Steadfast cuts all ties with troubled Kiwi brokerage

Steadfast cuts all ties with troubled Kiwi brokerage | Insurance Business

Steadfast cuts all ties with troubled Kiwi brokerage
Broker networks Steadfast Group and PSC Connect have severed ties with a former New Zealand member of the group, troubled broker Global Cover Insurances.

The Kiwi brokerage was slapped with an order to pay a former employee $40K by a New Zealand body the Employment Relations Authority (ERA) last week.

Steadfast Direct & New Zealand EGM, Allan Reynolds, issued a joint statement to Insurance Business on Friday on behalf of both Steadfast and PSC confirming:

“Global Cover Insurances is not part of PSC Connect NZ or the Steadfast network of insurance brokers.”

Reynolds said the brokerage had been using information about Steadfast without their permission, despite not being members for ‘quite a while’ and had been requested to remove any reference to PSC Connect NZ and Steadfast from their website.

Up until yesterday Global Cover was still promoting itself as a member of both networks on the Partners page of its website.

It had also copied the Steadfast tagline of ‘strength when you need it’.

All references have now been removed.

The brokerage was in the spotlight last week after the ERA ruled it had constructively dismissed one of its employees, Mustafa Bhamji and ordered it to pay Bhamji $40,883.95.

The circumstances surrounding Bhamji’s constructive dismissal occurred late last year.

■ Extracted information ■
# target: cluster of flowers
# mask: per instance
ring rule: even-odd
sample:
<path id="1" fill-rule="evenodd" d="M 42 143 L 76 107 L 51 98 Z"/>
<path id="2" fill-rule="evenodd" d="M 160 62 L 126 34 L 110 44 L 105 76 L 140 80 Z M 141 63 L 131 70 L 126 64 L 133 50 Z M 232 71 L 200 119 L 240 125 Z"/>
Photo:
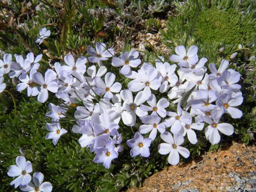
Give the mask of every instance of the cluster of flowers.
<path id="1" fill-rule="evenodd" d="M 72 131 L 81 134 L 79 140 L 81 147 L 88 147 L 95 153 L 95 163 L 109 168 L 112 161 L 123 151 L 122 134 L 125 133 L 120 132 L 121 120 L 129 127 L 141 122 L 134 138 L 126 141 L 132 148 L 132 157 L 149 157 L 151 143 L 159 132 L 166 142 L 158 145 L 159 153 L 169 154 L 168 162 L 177 164 L 179 154 L 185 158 L 190 155 L 187 148 L 180 146 L 184 137 L 187 136 L 192 144 L 197 142 L 194 130 L 202 131 L 205 127 L 205 137 L 212 144 L 219 142 L 219 132 L 228 136 L 233 134 L 234 128 L 231 124 L 219 121 L 224 113 L 240 118 L 243 113 L 235 107 L 241 104 L 243 98 L 241 86 L 237 84 L 240 74 L 227 69 L 227 60 L 223 60 L 218 70 L 215 64 L 210 63 L 210 73 L 208 74 L 205 66 L 207 60 L 199 60 L 196 46 L 190 47 L 187 51 L 180 45 L 175 52 L 176 54 L 171 55 L 169 60 L 178 66 L 160 57 L 154 67 L 142 63 L 139 52 L 133 49 L 116 57 L 112 49 L 98 42 L 96 49 L 89 46 L 89 57 L 80 57 L 75 61 L 71 54 L 67 54 L 64 57 L 65 63 L 55 63 L 54 68 L 48 69 L 44 77 L 38 72 L 42 55 L 35 59 L 30 52 L 25 60 L 15 55 L 16 62 L 12 62 L 12 56 L 6 54 L 0 64 L 3 63 L 3 74 L 19 78 L 18 91 L 27 89 L 28 96 L 37 95 L 40 102 L 47 100 L 49 91 L 65 104 L 50 103 L 50 111 L 46 114 L 54 122 L 47 124 L 49 132 L 46 138 L 52 139 L 54 145 L 67 132 L 60 124 L 60 119 L 65 117 L 67 108 L 65 106 L 75 106 L 76 124 Z M 122 84 L 115 82 L 115 75 L 107 72 L 103 62 L 110 58 L 112 58 L 112 65 L 131 79 L 128 89 L 122 90 Z M 156 97 L 158 92 L 167 93 L 169 99 L 158 99 Z M 185 107 L 182 108 L 182 99 L 188 92 L 191 94 L 188 95 Z M 176 111 L 167 111 L 169 101 L 177 104 Z"/>
<path id="2" fill-rule="evenodd" d="M 10 177 L 18 177 L 11 183 L 17 188 L 22 191 L 42 191 L 51 192 L 53 189 L 51 184 L 49 182 L 44 182 L 44 176 L 41 172 L 35 172 L 33 174 L 33 182 L 31 182 L 31 177 L 30 175 L 33 172 L 32 164 L 30 161 L 26 161 L 24 156 L 16 157 L 17 165 L 11 165 L 7 175 Z"/>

■ Problem 1 ■
Reproduce the part of the Steadfast article that opens with the words containing "Steadfast Direct &" and closes with "now been removed.".
■ Problem 2 ■
In the Steadfast article, what exact amount did the ERA order Global Cover Insurances to pay Mustafa Bhamji?
The records aren't needed for any of this.

■ Exercise solution 1 ■
Steadfast Direct & New Zealand EGM, Allan Reynolds, issued a joint statement to Insurance Business on Friday on behalf of both Steadfast and PSC confirming:

“Global Cover Insurances is not part of PSC Connect NZ or the Steadfast network of insurance brokers.”

Reynolds said the brokerage had been using information about Steadfast without their permission, despite not being members for ‘quite a while’ and had been requested to remove any reference to PSC Connect NZ and Steadfast from their website.

Up until yesterday Global Cover was still promoting itself as a member of both networks on the Partners page of its website.

It had also copied the Steadfast tagline of ‘strength when you need it’.

All references have now been removed.

■ Exercise solution 2 ■
$40,883.95